• [Do this]: Exactly as they appear, copy the lines of the listing from the one containing "Q: Give the pixel coordinates of a point on the box" through the final line, both included, and nothing else.

• [Task data]:
───

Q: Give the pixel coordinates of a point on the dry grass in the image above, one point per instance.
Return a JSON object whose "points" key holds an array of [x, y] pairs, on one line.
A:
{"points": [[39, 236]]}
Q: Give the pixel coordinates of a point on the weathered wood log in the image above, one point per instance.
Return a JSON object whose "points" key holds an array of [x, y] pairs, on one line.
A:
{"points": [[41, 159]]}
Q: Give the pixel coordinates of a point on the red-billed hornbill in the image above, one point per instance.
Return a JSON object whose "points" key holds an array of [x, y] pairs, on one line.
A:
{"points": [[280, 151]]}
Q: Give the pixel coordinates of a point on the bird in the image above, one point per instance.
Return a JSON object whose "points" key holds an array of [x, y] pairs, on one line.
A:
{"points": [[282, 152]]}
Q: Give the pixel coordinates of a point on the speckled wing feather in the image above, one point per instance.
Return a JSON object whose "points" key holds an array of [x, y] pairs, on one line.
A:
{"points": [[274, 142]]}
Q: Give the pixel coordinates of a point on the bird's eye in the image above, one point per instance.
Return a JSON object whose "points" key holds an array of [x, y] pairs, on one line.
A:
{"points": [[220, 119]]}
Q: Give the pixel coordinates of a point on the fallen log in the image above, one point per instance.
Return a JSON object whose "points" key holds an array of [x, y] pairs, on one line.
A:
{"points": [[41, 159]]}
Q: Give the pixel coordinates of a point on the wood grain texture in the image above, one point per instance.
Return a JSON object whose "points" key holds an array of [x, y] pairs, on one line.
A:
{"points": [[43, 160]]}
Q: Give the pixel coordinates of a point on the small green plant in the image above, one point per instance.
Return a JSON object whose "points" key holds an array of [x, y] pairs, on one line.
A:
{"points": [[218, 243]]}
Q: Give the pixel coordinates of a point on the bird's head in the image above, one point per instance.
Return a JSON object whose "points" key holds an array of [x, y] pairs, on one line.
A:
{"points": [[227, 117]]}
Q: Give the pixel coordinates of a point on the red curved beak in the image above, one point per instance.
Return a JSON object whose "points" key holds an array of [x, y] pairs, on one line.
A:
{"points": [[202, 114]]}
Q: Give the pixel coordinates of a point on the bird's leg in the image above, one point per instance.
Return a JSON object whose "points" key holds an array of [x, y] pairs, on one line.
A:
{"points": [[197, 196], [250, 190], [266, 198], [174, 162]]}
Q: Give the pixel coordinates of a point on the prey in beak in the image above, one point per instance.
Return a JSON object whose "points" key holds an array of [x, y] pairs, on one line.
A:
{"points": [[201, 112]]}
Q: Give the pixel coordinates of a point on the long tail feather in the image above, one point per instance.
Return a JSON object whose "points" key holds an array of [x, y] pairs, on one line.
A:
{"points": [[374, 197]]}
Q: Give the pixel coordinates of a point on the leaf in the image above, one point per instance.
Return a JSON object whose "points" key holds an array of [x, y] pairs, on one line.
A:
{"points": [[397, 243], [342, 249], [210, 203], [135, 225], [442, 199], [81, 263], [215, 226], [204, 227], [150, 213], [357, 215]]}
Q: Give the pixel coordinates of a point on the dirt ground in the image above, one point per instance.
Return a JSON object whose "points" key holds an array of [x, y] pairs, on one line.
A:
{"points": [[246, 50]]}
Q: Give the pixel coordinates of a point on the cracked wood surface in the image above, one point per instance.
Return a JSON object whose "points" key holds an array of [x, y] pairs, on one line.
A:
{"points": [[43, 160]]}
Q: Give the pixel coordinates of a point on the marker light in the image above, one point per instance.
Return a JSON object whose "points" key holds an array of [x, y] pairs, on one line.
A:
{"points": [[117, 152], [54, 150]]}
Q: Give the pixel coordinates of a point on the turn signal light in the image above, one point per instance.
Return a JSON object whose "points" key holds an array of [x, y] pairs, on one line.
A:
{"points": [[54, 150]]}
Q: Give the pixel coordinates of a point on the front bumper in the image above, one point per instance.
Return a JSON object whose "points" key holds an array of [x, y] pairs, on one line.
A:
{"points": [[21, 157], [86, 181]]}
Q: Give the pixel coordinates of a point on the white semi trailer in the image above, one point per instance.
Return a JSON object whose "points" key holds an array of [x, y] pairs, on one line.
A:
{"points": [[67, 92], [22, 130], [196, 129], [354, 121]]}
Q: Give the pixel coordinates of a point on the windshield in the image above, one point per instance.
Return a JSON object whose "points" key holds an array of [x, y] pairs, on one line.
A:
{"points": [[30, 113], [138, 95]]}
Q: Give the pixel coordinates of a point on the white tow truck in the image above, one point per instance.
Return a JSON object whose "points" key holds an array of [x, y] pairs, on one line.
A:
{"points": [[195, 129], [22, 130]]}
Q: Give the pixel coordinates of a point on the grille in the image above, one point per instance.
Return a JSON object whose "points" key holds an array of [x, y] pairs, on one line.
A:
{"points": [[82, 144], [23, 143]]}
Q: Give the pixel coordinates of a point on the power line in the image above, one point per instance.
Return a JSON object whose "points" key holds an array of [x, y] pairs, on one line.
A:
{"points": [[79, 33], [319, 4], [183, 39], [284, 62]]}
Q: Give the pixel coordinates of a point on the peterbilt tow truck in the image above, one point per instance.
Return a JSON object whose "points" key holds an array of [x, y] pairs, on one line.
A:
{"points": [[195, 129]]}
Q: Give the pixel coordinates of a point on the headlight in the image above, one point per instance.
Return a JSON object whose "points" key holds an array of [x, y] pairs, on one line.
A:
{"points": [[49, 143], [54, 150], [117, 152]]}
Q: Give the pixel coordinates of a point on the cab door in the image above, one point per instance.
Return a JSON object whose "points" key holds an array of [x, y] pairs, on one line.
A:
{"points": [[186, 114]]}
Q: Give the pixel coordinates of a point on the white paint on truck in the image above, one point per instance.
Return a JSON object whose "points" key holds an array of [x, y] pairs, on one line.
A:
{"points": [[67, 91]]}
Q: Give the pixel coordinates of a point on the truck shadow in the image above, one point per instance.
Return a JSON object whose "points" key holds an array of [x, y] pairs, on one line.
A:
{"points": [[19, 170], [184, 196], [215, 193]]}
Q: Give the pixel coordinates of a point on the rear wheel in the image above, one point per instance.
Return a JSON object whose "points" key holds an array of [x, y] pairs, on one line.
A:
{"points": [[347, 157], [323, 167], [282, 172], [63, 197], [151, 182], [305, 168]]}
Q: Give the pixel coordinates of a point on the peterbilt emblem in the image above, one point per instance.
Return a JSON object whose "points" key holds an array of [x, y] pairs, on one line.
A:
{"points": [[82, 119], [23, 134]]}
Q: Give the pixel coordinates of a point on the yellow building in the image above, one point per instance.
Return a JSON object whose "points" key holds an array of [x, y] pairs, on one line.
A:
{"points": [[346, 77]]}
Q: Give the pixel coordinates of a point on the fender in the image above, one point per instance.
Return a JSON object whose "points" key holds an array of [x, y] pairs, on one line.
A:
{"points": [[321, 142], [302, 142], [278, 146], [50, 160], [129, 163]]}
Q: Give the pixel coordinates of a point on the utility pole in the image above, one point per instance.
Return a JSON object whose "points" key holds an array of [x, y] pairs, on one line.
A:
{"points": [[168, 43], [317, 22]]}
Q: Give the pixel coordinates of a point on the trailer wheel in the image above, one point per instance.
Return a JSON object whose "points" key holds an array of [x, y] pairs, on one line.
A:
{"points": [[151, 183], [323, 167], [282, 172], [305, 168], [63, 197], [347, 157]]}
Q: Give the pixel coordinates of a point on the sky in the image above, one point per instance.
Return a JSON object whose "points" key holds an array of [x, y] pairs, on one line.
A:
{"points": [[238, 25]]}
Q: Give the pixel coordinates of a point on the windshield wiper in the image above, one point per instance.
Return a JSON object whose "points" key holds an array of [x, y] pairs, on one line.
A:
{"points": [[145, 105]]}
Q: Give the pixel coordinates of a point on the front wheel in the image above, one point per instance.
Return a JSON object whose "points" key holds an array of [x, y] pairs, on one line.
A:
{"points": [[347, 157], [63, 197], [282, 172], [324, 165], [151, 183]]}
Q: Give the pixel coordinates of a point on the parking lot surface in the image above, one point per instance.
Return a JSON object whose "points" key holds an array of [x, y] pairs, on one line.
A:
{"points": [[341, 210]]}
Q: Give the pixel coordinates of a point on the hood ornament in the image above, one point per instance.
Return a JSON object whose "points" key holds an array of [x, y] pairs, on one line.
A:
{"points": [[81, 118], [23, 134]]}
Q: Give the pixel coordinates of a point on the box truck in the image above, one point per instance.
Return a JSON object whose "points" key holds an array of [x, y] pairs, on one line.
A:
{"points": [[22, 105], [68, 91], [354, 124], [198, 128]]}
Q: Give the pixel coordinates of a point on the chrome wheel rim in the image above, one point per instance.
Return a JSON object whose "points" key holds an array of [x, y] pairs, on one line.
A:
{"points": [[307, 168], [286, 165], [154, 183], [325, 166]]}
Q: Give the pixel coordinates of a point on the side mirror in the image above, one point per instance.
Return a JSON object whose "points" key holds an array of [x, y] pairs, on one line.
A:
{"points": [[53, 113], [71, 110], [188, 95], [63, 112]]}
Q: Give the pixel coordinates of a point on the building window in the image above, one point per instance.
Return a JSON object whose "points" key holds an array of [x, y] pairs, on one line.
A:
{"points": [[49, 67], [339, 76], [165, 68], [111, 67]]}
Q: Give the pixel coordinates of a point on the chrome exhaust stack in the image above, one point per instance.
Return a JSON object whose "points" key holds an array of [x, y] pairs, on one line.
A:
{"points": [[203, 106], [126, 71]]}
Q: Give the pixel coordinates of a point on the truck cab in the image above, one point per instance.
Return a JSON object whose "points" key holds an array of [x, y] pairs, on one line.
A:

───

• [Response below]:
Q: Give the pixel coordinates of a point on the box truck in the image above, one point per instance.
Return a JSON object whose "points" key holds an array of [x, y] pairs, on one line.
A:
{"points": [[22, 105], [68, 91], [354, 124], [198, 128]]}
Q: Give the pixel coordinates of a point on the chrome wheel rim in the image above, one point per instance.
Return a JSON object whose "points" key holds an array of [x, y] pairs, on one line.
A:
{"points": [[307, 168], [286, 165], [154, 183], [325, 166]]}
Q: Give the pixel coordinates of a point on the side mirror in the image above, one point per instance.
Return a JSON object whose "points" key holds an array of [x, y] pairs, on one line.
A:
{"points": [[53, 113], [71, 110], [188, 95], [63, 112]]}
Q: Give the pixel coordinates of a point on the building window in the image above, one point per instance.
Return a JSON object whose "points" key holds an array of [x, y] pairs, on one line.
A:
{"points": [[49, 67], [339, 76], [165, 68], [111, 67]]}
Q: Give the pixel coordinates of a point on the chrome exhaust stack in the image above, one point per instance.
Return a JSON object whose "points" key holds an array of [x, y] pairs, on one line.
A:
{"points": [[203, 106], [126, 71]]}
Q: Give the pixel coordinates of a point on the truck cab in the image above, one point per instance.
Return a JSON object whose "points" key holds an array of [x, y] pairs, on one line.
A:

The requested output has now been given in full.